— start DATA RECORDS —

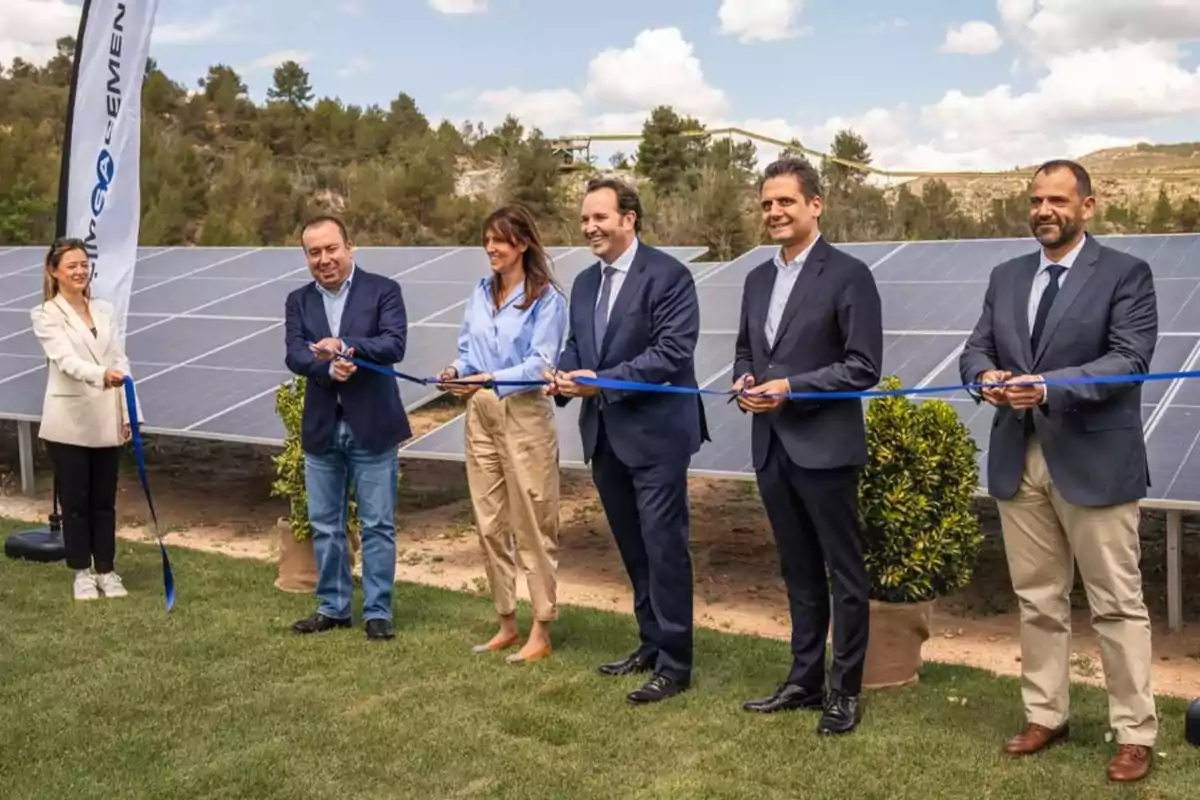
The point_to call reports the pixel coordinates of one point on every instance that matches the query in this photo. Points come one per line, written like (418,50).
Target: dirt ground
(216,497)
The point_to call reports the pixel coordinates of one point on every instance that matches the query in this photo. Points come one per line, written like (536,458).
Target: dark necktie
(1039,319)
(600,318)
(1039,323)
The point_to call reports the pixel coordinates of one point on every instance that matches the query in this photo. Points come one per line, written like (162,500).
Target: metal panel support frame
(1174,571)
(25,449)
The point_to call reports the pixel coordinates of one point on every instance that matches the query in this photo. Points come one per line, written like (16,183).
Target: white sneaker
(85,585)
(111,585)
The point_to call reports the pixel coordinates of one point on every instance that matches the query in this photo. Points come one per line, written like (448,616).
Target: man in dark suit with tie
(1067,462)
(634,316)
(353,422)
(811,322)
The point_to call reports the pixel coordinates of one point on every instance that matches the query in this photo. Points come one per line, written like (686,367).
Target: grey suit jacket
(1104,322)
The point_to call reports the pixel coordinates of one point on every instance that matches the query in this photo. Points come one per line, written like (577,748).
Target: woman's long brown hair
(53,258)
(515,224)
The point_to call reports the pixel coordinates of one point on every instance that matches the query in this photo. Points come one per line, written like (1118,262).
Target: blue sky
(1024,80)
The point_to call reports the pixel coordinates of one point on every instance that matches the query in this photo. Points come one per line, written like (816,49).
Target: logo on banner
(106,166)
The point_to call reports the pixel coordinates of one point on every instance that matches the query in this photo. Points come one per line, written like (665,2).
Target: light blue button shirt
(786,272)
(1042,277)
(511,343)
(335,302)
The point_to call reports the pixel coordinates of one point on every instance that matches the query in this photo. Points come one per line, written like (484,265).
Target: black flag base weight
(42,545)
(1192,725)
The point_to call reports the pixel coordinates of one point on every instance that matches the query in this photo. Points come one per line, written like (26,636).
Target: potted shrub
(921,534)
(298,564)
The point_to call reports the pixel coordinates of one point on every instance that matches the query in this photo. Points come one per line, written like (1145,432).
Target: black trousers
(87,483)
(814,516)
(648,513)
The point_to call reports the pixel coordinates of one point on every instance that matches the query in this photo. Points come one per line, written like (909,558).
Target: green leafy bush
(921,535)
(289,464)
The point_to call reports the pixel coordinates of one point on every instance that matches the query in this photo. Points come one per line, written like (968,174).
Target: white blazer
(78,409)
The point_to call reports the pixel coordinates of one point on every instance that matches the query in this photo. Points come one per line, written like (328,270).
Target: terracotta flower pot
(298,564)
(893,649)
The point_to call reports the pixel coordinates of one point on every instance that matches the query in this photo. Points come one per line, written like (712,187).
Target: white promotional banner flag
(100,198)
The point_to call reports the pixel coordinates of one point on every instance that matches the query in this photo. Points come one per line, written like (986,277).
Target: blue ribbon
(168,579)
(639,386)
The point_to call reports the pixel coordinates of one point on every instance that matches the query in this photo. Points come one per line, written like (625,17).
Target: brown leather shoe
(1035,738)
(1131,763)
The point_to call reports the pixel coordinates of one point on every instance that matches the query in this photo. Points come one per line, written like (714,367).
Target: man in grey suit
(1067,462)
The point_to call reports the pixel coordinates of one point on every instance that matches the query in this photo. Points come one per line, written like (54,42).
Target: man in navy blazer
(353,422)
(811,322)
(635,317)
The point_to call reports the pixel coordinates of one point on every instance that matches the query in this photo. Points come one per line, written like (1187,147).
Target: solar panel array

— end DATA RECORDS —

**WHAT THE TASK ASKS**
Substitute "image" for each occurrence of "photo" in all of the lines above and write them out again, changing nothing else and leaving out the pictures.

**WRITTEN SOLUTION**
The point_to call reports the pixel coordinates of one point on every instance that matches the query in this image. Points come one per line, written like (418,50).
Target: dirt ground
(216,497)
The point_to call reports the pixel coordinates of one point on every instance that matches the query in this image. Points come one per line, written like (536,458).
Target: dark necktie
(1039,319)
(600,318)
(1039,323)
The point_to call reports the pixel coordinates of one point on every instance that matches the query in this image. Points come one per line, written like (162,500).
Target: metal panel support frame
(1174,571)
(25,449)
The point_to call reports the pixel coordinates of one point on every instance that matches the query in this image. Points come one per line, written like (16,183).
Target: white sneaker
(85,585)
(111,585)
The point_to call reports the pixel coordinates of one point on every instance that matches the query in this image. Points come one per line, written like (448,616).
Target: man in dark suit with tie
(1067,462)
(634,316)
(353,422)
(811,322)
The point_to call reports the pixel coordinates of one point on every instance that matches the query in this image. Points come one per line, written like (686,367).
Target: grey suit jacket
(1104,322)
The point_to call reports the pixel coordinates of one point on every instance that matches the query in this image. Points come one per line, written like (577,748).
Target: woman's long brown hair
(53,258)
(515,224)
The point_to call reports the pixel coordinates of one point on every instance that matches the query in this image. Points come one per line, written like (1118,262).
Target: blue sky
(1024,80)
The point_to call reports the pixel coordinates of one point on every instance that matches the query in this image. Points come one per line, written like (816,49).
Target: logo on banner
(106,166)
The point_to call reports the pixel coordinates of one point on every instance that matches the query in this image. Points come one per line, written like (665,2).
Target: light blue button shirt
(786,272)
(1042,277)
(511,343)
(335,302)
The point_to call reports the pixel coordinates of one point on every instance that matches the query in this image. Points come one per line, written like (484,265).
Target: black flag base weight
(42,545)
(1192,725)
The point_to call reports the pixel coordinates of one point on every instance that matches the query in this image. Points come one per line, written like (26,636).
Target: potted shrub
(921,534)
(298,564)
The point_to call reports the pixel coordinates of one point on every instance that matches the query in this image. Points come one per line, written like (1145,432).
Target: black trousers
(87,483)
(814,516)
(648,513)
The point_to call reports the pixel coordinates of one point on every instance that matches the query in this image. Points come one per line, written like (909,558).
Target: green leafy bush
(921,535)
(289,464)
The point_to call reports the pixel coordinates of one point on every instance that matches the query in this image. Points come one per line, written like (968,174).
Target: white blazer
(78,409)
The point_to call reports the pixel coordinates of one point on every instance that matches the query in this image. Points come one per line, written like (328,270).
Target: terracotta flower pot
(298,564)
(893,649)
The point_to call reports the pixel coordinates of one point on every instance that matches the query in this image. Points come one per line, written like (712,187).
Target: white promotional banner flag
(100,198)
The point_to call reports the pixel coordinates of one point on every instance that matches the query in this image. Points come one per line, written like (986,277).
Target: blue ribbon
(168,579)
(639,386)
The point_to call reports the pixel coordinates of one point on every instance that matches the query in this image. Points come one per line, written like (625,17).
Target: brown leather shoe
(1035,738)
(1131,763)
The point_to call reports the pixel coordinates of one point on every instance that matches the query in this image. Points come one per line, written like (714,367).
Target: man in grey suit
(1067,462)
The point_to call reports the pixel coordinates of one point on every instance that matches the query in this image. Points come one per line, written like (54,42).
Target: man in navy blazer
(353,422)
(811,322)
(635,317)
The point_to call reports the pixel coordinates of one point on every instance that matches the query in this image. Points come one per line, written like (1187,147).
Target: solar panel array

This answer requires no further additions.